== GIVEN REQUEST 1 ==
Please reproduce every line of the records that follow, increasing each coordinate in their answers by 90.
>> start PAGE EXCERPT
Re: [lock-free] Experimental Read/Write Mutex..

Dmitry Vyukov Tue, 26 Feb 2019 00:16:46 -0800

On Wed, Feb 20, 2019 at 1:31 AM Chris M. Thomasson <cris...@charter.net> wrote:
>
> On Monday, February 18, 2019 at 12:13:21 PM UTC-8, Dmitry Vyukov wrote:
>>
>> On Sun, Feb 17, 2019 at 11:51 PM Chris M. Thomasson <cri...@charter.net> 
>> wrote:
>> >
>> > On Saturday, February 16, 2019 at 11:24:42 PM UTC-8, Dmitry Vyukov wrote:
>> >>
>> >> On Sun, Feb 17, 2019 at 12:34 AM Chris M. Thomasson <cri...@charter.net> 
>> >> wrote:
>> [...]
>> >> I can also test on 2 CPU system with 88 hardware threads in total, but
>> >> the bench hardcodes 16 threads (there is std::hardware_concurrency()
>> >> or something like that).
>> >
>> >
>> > Indeed! Will correct this issue. Make it dynamic. :^)
>> >
>> > Although, it can be beneficial to create more threads just to see how the 
>> > algorithm handles these cases of "oversubscribed" contention.
>>
>> Agree. So std::hardware_concurrency(), 2*std::hardware_concurrency(),
>> 4*std::hardware_concurrency().
>
>
> Indeed.
>
>
>>
>> >> I've found that it's critical to model realistic/target ratio between
>> >> reads/writes and amount of local work and work inside of critical
>> >> section in such benchmarks. Otherwise in 100% synthetic hammering
>> >> usually the worst mutex shows the best results. Synthetic benchmarks
>> >> produce extreme contention, so a mutex that blocks threads as much as
>> >> possible and allows as few threads as possible to work, shows the best
>> >> result because contention is minimized. The best would be to run all
>> >> threads sequentially one-by-one. But that's counter productive for
>> >> real life because blocked threads don't do useful work too.
>> end PAGE EXCERPT
>> start INPUT RECORDS
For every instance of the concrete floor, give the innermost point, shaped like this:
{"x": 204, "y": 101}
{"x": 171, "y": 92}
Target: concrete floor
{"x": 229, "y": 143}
>> end INPUT RECORDS
== GIVEN REQUEST 2 ==
According to the mailing-list post above, how many hardware threads does the 2 CPU system have in total?

== COMPLETE OUTPUT 1 ==
For every instance of the concrete floor, give the innermost point, shaped like this:
{"x": 204, "y": 101}
{"x": 171, "y": 92}
Target: concrete floor
{"x": 319, "y": 233}

== COMPLETE OUTPUT 2 ==
88 hardware threads.